Taking hormones will never turn a male-born athlete into a woman: independently of our hormones, more than 3,000 genes contribute to the difference in musculature between the sexes.
‘Gender dysphoria’ is not just a matter of hormone treatment. 75% of children who undergo a sexual transition suffer serious psychological problems.
In France, the cost of a transition for a man trying to become a woman is almost €120,000, entirely covered by the public purse under the heading of ‘long-term illnesses’. But describing transgenderism as an illness can lead you to the court. And so on.
The second part sets out to describe what the authors call the transgender ‘crusade’: an all-out assault on education, medicine, marketing, and laws. There is almost nothing to stop it. The obsession with the danger of transphobia, brandished like a banner, would almost make racism seem an authorised opinion today. ‘Transmania’ is an international enterprise with powerful relays, and a major role is played by the United States in this great game of perversion of reality. The good souls can cry conspiracy: nothing that Stern and Moutot put forward is not justified; everything is sourced and supported.
The third part—and you’ll appreciate how the stakes have been progressively raised—asks the fundamental question, the answer to which cannot yet be definitive: why? Why has transgender ideology become so pervasive in our societies that it exerts a form of mental terror on individuals, who feel obliged to acquiesce to a powerfully altered version of reality?

* _WORK REQUIRED_:
Retype the passage on transgender ideology word for word, in full.

* _DATA SHOWN_:
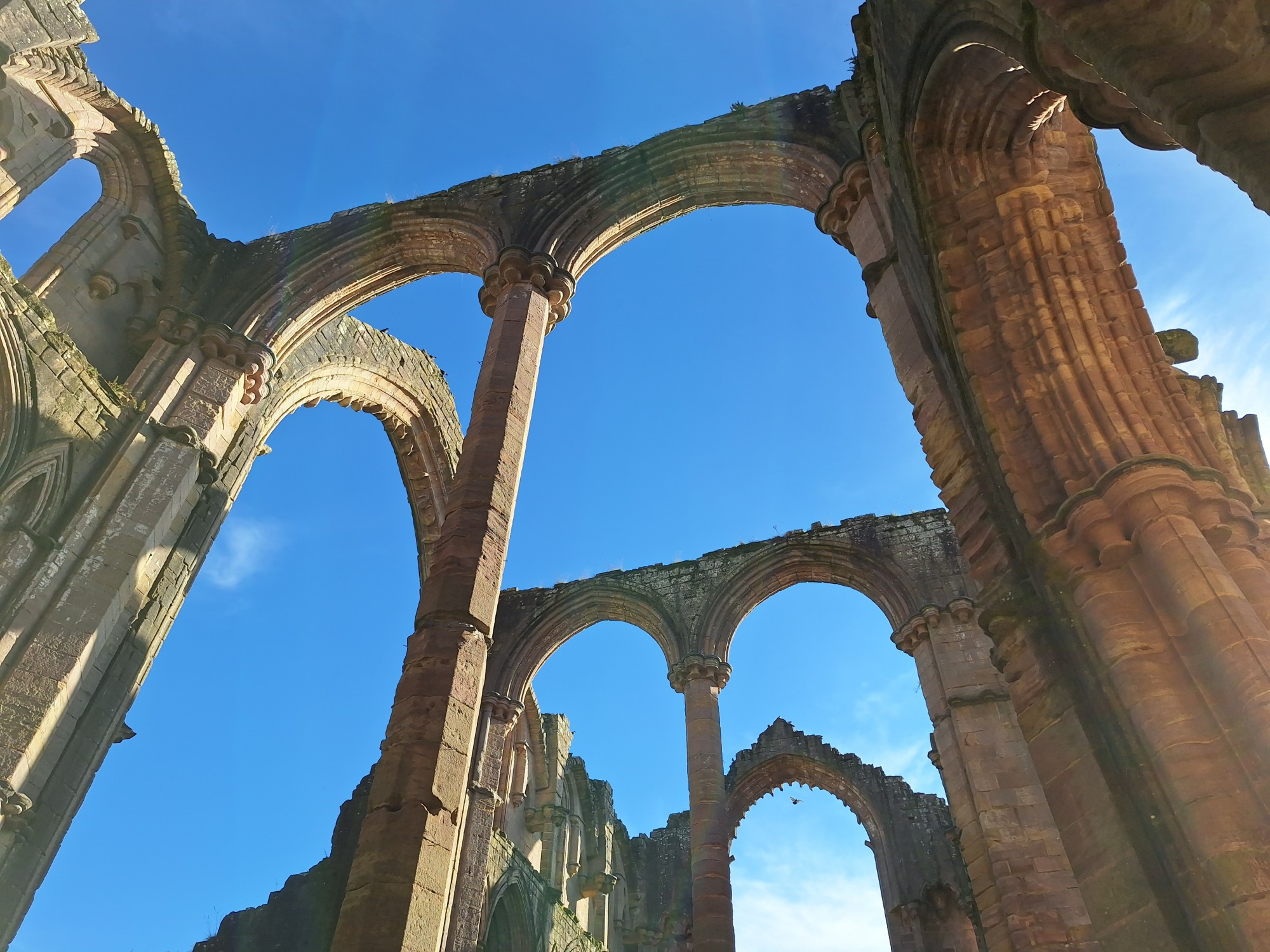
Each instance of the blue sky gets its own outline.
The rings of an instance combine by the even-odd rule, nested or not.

* _SOLVED EXERCISE_:
Taking hormones will never turn a male-born athlete into a woman: independently of our hormones, more than 3,000 genes contribute to the difference in musculature between the sexes.
‘Gender dysphoria’ is not just a matter of hormone treatment. 75% of children who undergo a sexual transition suffer serious psychological problems.
In France, the cost of a transition for a man trying to become a woman is almost €120,000, entirely covered by the public purse under the heading of ‘long-term illnesses’. But describing transgenderism as an illness can lead you to the court. And so on.
The second part sets out to describe what the authors call the transgender ‘crusade’: an all-out assault on education, medicine, marketing, and laws. There is almost nothing to stop it. The obsession with the danger of transphobia, brandished like a banner, would almost make racism seem an authorised opinion today. ‘Transmania’ is an international enterprise with powerful relays, and a major role is played by the United States in this great game of perversion of reality. The good souls can cry conspiracy: nothing that Stern and Moutot put forward is not justified; everything is sourced and supported.
The third part—and you’ll appreciate how the stakes have been progressively raised—asks the fundamental question, the answer to which cannot yet be definitive: why? Why has transgender ideology become so pervasive in our societies that it exerts a form of mental terror on individuals, who feel obliged to acquiesce to a powerfully altered version of reality?